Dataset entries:

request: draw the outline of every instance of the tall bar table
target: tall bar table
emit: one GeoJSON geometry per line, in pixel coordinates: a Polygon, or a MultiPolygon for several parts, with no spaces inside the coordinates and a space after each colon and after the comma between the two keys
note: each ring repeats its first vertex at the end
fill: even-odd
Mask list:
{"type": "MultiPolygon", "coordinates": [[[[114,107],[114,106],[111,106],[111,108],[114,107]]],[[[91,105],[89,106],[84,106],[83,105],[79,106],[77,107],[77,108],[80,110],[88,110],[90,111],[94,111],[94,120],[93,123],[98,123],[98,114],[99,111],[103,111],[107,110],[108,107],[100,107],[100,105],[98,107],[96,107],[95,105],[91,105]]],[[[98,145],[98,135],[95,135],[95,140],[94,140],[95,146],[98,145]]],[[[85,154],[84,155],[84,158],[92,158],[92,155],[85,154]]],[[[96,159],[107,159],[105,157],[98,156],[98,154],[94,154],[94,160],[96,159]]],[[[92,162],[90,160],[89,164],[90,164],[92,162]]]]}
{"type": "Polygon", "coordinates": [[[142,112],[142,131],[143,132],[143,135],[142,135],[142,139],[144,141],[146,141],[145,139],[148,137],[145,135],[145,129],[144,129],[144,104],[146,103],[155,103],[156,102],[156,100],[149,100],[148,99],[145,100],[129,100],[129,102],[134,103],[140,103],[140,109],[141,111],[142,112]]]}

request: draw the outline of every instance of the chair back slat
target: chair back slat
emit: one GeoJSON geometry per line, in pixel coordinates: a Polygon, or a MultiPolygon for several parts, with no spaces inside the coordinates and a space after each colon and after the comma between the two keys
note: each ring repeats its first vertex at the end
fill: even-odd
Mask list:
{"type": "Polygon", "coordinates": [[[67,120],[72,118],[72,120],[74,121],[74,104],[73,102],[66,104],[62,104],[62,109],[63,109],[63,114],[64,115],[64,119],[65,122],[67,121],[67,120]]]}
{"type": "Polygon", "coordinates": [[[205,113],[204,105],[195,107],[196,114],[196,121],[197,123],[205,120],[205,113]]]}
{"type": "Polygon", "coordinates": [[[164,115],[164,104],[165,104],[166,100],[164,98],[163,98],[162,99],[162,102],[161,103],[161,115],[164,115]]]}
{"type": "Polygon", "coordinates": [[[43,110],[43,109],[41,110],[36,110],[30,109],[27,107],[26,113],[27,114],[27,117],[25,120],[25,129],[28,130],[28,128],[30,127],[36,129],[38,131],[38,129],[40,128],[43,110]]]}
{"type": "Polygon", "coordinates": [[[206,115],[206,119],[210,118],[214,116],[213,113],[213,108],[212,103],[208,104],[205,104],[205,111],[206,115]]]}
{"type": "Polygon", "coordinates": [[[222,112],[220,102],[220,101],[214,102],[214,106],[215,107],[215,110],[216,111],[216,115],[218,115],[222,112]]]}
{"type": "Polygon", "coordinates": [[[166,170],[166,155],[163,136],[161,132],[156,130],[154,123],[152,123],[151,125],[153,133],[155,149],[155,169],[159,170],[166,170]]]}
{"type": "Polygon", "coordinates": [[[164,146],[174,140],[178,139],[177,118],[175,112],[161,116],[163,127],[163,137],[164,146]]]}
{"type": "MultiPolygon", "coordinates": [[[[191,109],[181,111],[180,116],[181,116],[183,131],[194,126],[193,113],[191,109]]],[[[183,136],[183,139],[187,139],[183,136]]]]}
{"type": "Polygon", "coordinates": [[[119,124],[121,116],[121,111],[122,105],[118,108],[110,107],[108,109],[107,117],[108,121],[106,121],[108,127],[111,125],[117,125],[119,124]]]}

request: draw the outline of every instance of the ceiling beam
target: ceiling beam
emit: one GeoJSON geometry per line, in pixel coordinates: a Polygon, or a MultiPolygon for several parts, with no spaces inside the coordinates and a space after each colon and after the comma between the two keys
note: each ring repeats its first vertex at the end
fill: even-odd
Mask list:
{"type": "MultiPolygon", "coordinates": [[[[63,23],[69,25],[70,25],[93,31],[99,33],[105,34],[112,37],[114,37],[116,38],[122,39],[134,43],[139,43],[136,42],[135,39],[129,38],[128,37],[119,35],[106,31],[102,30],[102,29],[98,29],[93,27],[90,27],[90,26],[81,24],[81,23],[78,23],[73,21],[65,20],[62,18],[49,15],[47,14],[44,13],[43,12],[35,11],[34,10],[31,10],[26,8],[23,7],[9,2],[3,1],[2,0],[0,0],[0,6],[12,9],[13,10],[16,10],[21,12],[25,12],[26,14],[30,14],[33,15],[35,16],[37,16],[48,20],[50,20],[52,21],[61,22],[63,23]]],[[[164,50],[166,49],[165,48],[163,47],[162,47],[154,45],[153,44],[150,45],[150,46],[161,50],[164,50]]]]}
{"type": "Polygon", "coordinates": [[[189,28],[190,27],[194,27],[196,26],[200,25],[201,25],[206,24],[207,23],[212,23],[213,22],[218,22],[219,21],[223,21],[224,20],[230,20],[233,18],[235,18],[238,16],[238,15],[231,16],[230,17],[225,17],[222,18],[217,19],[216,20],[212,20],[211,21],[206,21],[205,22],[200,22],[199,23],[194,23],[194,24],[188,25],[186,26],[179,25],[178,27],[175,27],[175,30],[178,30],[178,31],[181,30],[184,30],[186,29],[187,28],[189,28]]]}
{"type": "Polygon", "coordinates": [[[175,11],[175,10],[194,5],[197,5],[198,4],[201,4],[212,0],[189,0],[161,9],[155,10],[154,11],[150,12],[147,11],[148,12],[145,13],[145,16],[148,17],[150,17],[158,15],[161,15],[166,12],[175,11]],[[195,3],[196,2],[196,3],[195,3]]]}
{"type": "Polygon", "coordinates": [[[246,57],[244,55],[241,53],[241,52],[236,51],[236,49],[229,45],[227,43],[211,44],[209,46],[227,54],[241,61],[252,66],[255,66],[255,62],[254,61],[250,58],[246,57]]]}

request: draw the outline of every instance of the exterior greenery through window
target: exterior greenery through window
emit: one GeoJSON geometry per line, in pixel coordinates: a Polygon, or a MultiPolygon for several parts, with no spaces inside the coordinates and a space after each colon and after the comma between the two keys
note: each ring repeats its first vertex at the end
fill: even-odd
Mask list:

Exercise goal: Please recast all of the data above as a numbered list with one line per item, omitting blank lines.

Reply to the exercise:
1. request: draw the outline of every instance of the tall bar table
2. target: tall bar table
3. emit: one GeoJSON geometry per line, in pixel coordinates: a Polygon, or a MultiPolygon for several parts, with no spaces inside the coordinates and a space after each colon and after the comma between the two keys
4. note: each ring repeats its first vertex at the end
5. fill: even-odd
6. Mask list:
7. {"type": "MultiPolygon", "coordinates": [[[[114,107],[114,106],[111,106],[111,108],[114,107]]],[[[91,105],[89,106],[84,106],[83,105],[79,106],[77,107],[77,108],[80,110],[88,110],[90,111],[94,111],[94,120],[93,123],[98,123],[98,114],[99,111],[103,111],[107,110],[108,107],[100,107],[100,105],[98,107],[96,107],[95,105],[91,105]]],[[[98,145],[98,135],[95,135],[95,140],[94,140],[95,146],[98,145]]],[[[85,154],[84,155],[84,158],[92,158],[92,155],[85,154]]],[[[96,159],[107,159],[105,157],[98,156],[98,154],[94,154],[94,160],[96,159]]],[[[92,162],[90,160],[89,164],[90,164],[92,162]]]]}
8. {"type": "Polygon", "coordinates": [[[142,112],[142,131],[143,132],[143,135],[142,135],[142,139],[144,141],[146,141],[145,139],[148,137],[145,135],[145,129],[144,129],[144,104],[146,103],[155,103],[156,102],[156,100],[149,100],[148,99],[145,100],[129,100],[129,102],[134,103],[140,103],[140,109],[141,111],[142,112]]]}
9. request: draw the outline of every instance of the chair back slat
10. target: chair back slat
11. emit: one GeoJSON geometry per line, in pixel coordinates: a Polygon, or a MultiPolygon for several parts, with no spaces inside the coordinates and a space after each colon and after the comma between the two keys
12. note: each ring repeats its first vertex at the end
13. fill: even-odd
14. Mask list:
15. {"type": "Polygon", "coordinates": [[[67,120],[72,118],[72,120],[74,121],[74,104],[73,102],[66,104],[62,104],[62,109],[63,109],[63,114],[64,115],[64,119],[65,122],[67,121],[67,120]]]}
16. {"type": "Polygon", "coordinates": [[[205,113],[204,105],[195,107],[196,114],[196,121],[197,123],[205,120],[205,113]]]}
17. {"type": "Polygon", "coordinates": [[[164,115],[164,104],[165,104],[166,100],[164,98],[163,98],[162,99],[162,102],[161,103],[161,115],[164,115]]]}
18. {"type": "Polygon", "coordinates": [[[43,110],[43,109],[41,110],[36,110],[30,109],[27,107],[26,113],[27,114],[27,117],[25,120],[25,129],[28,130],[28,128],[30,127],[36,129],[38,131],[38,129],[40,128],[43,110]]]}
19. {"type": "Polygon", "coordinates": [[[206,115],[206,119],[210,118],[214,116],[213,113],[213,108],[212,103],[208,104],[205,104],[205,111],[206,115]]]}
20. {"type": "Polygon", "coordinates": [[[222,112],[220,102],[220,101],[214,102],[214,106],[215,107],[215,110],[216,111],[216,115],[218,115],[222,112]]]}
21. {"type": "Polygon", "coordinates": [[[166,170],[166,155],[163,136],[161,132],[156,130],[154,123],[152,123],[151,125],[153,133],[155,149],[155,169],[159,170],[166,170]]]}
22. {"type": "Polygon", "coordinates": [[[164,146],[174,140],[178,139],[177,118],[175,112],[161,116],[163,127],[163,137],[164,146]]]}
23. {"type": "MultiPolygon", "coordinates": [[[[191,109],[181,111],[180,116],[181,116],[183,131],[194,126],[193,113],[191,109]]],[[[183,136],[183,139],[187,139],[183,136]]]]}
24. {"type": "Polygon", "coordinates": [[[119,124],[121,116],[121,111],[122,105],[118,108],[110,107],[108,109],[107,117],[108,121],[106,121],[108,127],[111,125],[117,125],[119,124]]]}
25. request: draw the outline of every instance of the ceiling beam
26. target: ceiling beam
27. emit: one GeoJSON geometry per line, in pixel coordinates: a Polygon, or a MultiPolygon for several parts, with no spaces inside the coordinates and a space after each colon and after the comma between the two keys
28. note: each ring repeats its first vertex at the end
29. fill: even-odd
30. Mask list:
31. {"type": "MultiPolygon", "coordinates": [[[[63,23],[69,25],[70,25],[93,31],[99,33],[105,34],[112,37],[114,37],[116,38],[122,39],[134,43],[139,43],[136,42],[135,39],[129,38],[128,37],[119,35],[106,31],[102,30],[102,29],[98,29],[93,27],[90,27],[90,26],[81,24],[81,23],[78,23],[73,21],[65,20],[62,18],[49,15],[47,14],[44,13],[43,12],[35,11],[34,10],[31,10],[26,8],[23,7],[9,2],[3,1],[2,0],[0,0],[0,6],[12,9],[13,10],[16,10],[21,12],[25,12],[26,14],[30,14],[33,15],[35,16],[37,16],[48,20],[50,20],[52,21],[61,22],[63,23]]],[[[164,50],[166,49],[165,48],[163,47],[162,47],[154,45],[153,44],[150,45],[150,46],[161,50],[164,50]]]]}
32. {"type": "Polygon", "coordinates": [[[189,28],[190,27],[194,27],[196,26],[200,25],[201,25],[206,24],[207,23],[212,23],[213,22],[218,22],[219,21],[223,21],[224,20],[230,20],[233,18],[235,18],[238,16],[238,15],[231,16],[230,17],[225,17],[222,18],[217,19],[216,20],[212,20],[211,21],[206,21],[205,22],[200,22],[199,23],[194,23],[194,24],[188,25],[186,26],[179,25],[178,27],[175,27],[175,30],[178,30],[178,31],[181,30],[184,30],[186,29],[187,28],[189,28]]]}
33. {"type": "Polygon", "coordinates": [[[175,11],[175,10],[194,5],[197,5],[198,4],[201,4],[212,0],[189,0],[161,9],[155,10],[154,11],[150,12],[147,11],[148,12],[145,13],[145,16],[148,17],[150,17],[158,15],[161,15],[166,12],[175,11]],[[195,3],[196,2],[196,3],[195,3]]]}
34. {"type": "Polygon", "coordinates": [[[246,57],[244,55],[241,53],[241,52],[236,51],[236,49],[229,45],[227,43],[211,44],[209,46],[227,54],[241,61],[252,66],[255,66],[255,62],[254,61],[250,58],[246,57]]]}
35. request: draw the outline of every instance of the exterior greenery through window
36. target: exterior greenery through window
37. emit: one GeoJSON geometry per line, in pixel coordinates: a Polygon, or a MultiPolygon for several parts, with no spaces inside the coordinates and a space after each colon and after the comma between the two keys
38. note: each ring repeats its first vertex at the end
39. fill: even-odd
40. Mask list:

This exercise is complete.